EXERCISE INSTRUCTIONS:
**A)** Answer these questions from the Translate Audio settings article.
(i) Which engine is the default for speech recognition?
(ii) Which model does the automatic pipeline always use on first upload?
(iii) For voiceover without cloning, which provider does the app fall back to when ElevenLabs does not support the target language?
**B)** Rewrite the stretch of the Translate Audio settings article from "MiniMax (recommended)" through "auto-switches to ElevenLabs.", replacing "History" with "Recents".

READING PASSAGE:
_ _ _ _ _ _ _
Translate Audio settings
Speech recognition, translation model and voiceover providers in Translate Audio: options, pricing and behavior.
Written By Umakhan Magomedov
Last updated 4 days ago
Open the Settings sheet in Translate Audio to control speech recognition, translation quality and voiceover. This article explains every option and when it applies.
Where to find settings
Open Translate Audio from the Tools tab.
Tap the Settings icon in the top right corner.
Change recognition, translation or voiceover options. Token estimates update immediately.
ℹ️ Speech recognition and translation model changes apply on the next file upload, not to the current result. Voiceover settings affect the next time you generate audio.
Recognition (speech-to-text)
Choose which engine transcribes the uploaded audio. The default is ElevenLabs Scribe.
Translation
Pick the AI model for re-translations when you change the target language or edit the source text.
⚠️ The automatic pipeline on first upload always uses Gemini 3 on the backend, regardless of the model selected here. Settings only affect re-translations.
Voiceover without cloning
Standard synthetic voices. No voice sample from the original audio is used.
If ElevenLabs does not support your target language, the app falls back to OpenAI automatically.
Voiceover with cloning
These providers clone the speaker voice from your uploaded audio or a saved Custom Voice.
MiniMax (recommended)
Qwen
HeyGen
TTS behavior
Edit translation: changing the translated text clears the current voiceover. Tap play to regenerate.
Pending or completed jobs: MiniMax, Qwen and HeyGen jobs continue in the background. Reopening from History resumes playback or polling.
Language change: if the current cloning provider does not support the new language or the audio is too short, the app auto-switches to ElevenLabs.
Settings change: switching provider, speed, emotion or style clears cached audio for the current result.
_ _ _ _ _ _ _
[Stored items from a collection]
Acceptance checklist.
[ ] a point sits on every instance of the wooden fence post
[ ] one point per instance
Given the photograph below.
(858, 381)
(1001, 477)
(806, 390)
_ _ _ _ _ _ _
YOUR RESPONSES:
**A)**
(i) The default is ElevenLabs Scribe.
(ii) It always uses Gemini 3 on the backend.
(iii) The app falls back to OpenAI.

**B)**
MiniMax (recommended)
Qwen
HeyGen
TTS behavior
Edit translation: changing the translated text clears the current voiceover. Tap play to regenerate.
Pending or completed jobs: MiniMax, Qwen and HeyGen jobs continue in the background. Reopening from Recents resumes playback or polling.
Language change: if the current cloning provider does not support the new language or the audio is too short, the app auto-switches to ElevenLabs.